▶ _Text block_
- - -

January 25th, 2010 · 2 Comments

There are few people more beloved by generations of America’s parents and America’s youth than Dr Seuss, the (One indicator: search Dr Seuss and there are only 3.6 million web hits.)

Theodor Seuss Geisel (Dr Seuss) had a real passion on the environment. From the bio at Suessville.com,

On a broader spectrum, however, Ted was concerned about the environment as a whole; he wanted manufacturers, business, and individuals to take responsibility for their actions. The Lorax … weaves a familiar tale of a good thing gone wrong. … Ted remained true to the Seussian style, but still managed to shame the current generation and challenge the next generation by demonstrating the pitfalls of progress … “unless”

While far from the only environmental theme amid his writing, theoretically a children’s book, The Lorax remains one of the strongest pieces of literature highlighting the serious necessity to understand the implications of our actions on the complex systems-of-systems in which we live.

With this in mind, it is rather shocking to learn that this iconic statement of environmental values and morality is being associated with a commercial activity that is far from the standards that a 21st century Dr Seuss would apply to judging ‘environmentally friendly’ activity.

LoraxAg is planning to build plants to convert coal to fertilizer. Coal is far from what The Lorax would value yet this linkage is quite direct.

“The Lorax is the protector of the truffula trees,” [company president Mike Farina] said. “We think this is the greenest use of coal.

- - -

▶ _Raw data_
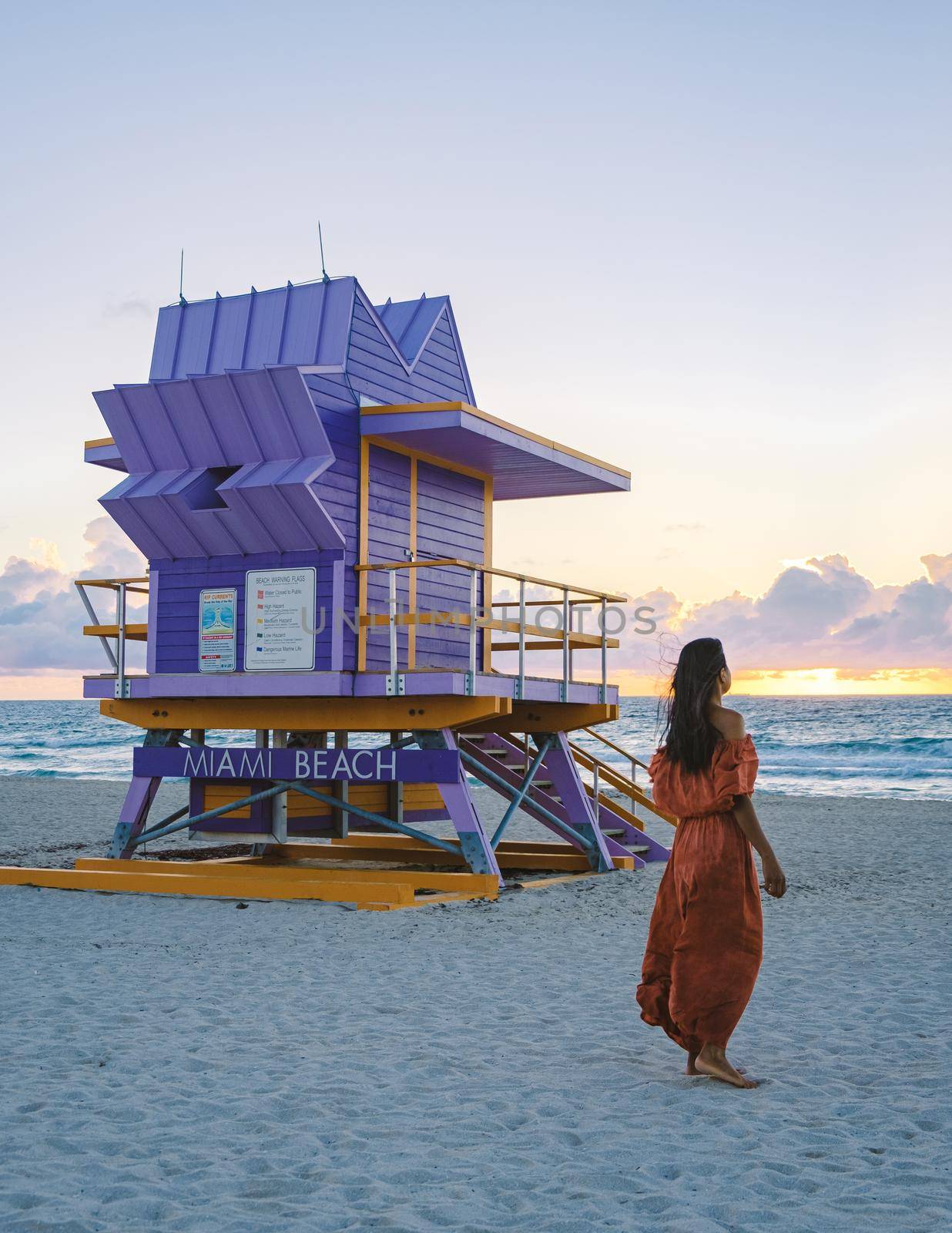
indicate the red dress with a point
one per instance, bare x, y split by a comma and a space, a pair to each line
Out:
704, 942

- - -

Quote the passage from the post about Dr Seuss and The Lorax, from "While far from" up to and including "use of coal.".

While far from the only environmental theme amid his writing, theoretically a children’s book, The Lorax remains one of the strongest pieces of literature highlighting the serious necessity to understand the implications of our actions on the complex systems-of-systems in which we live.

With this in mind, it is rather shocking to learn that this iconic statement of environmental values and morality is being associated with a commercial activity that is far from the standards that a 21st century Dr Seuss would apply to judging ‘environmentally friendly’ activity.

LoraxAg is planning to build plants to convert coal to fertilizer. Coal is far from what The Lorax would value yet this linkage is quite direct.

“The Lorax is the protector of the truffula trees,” [company president Mike Farina] said. “We think this is the greenest use of coal.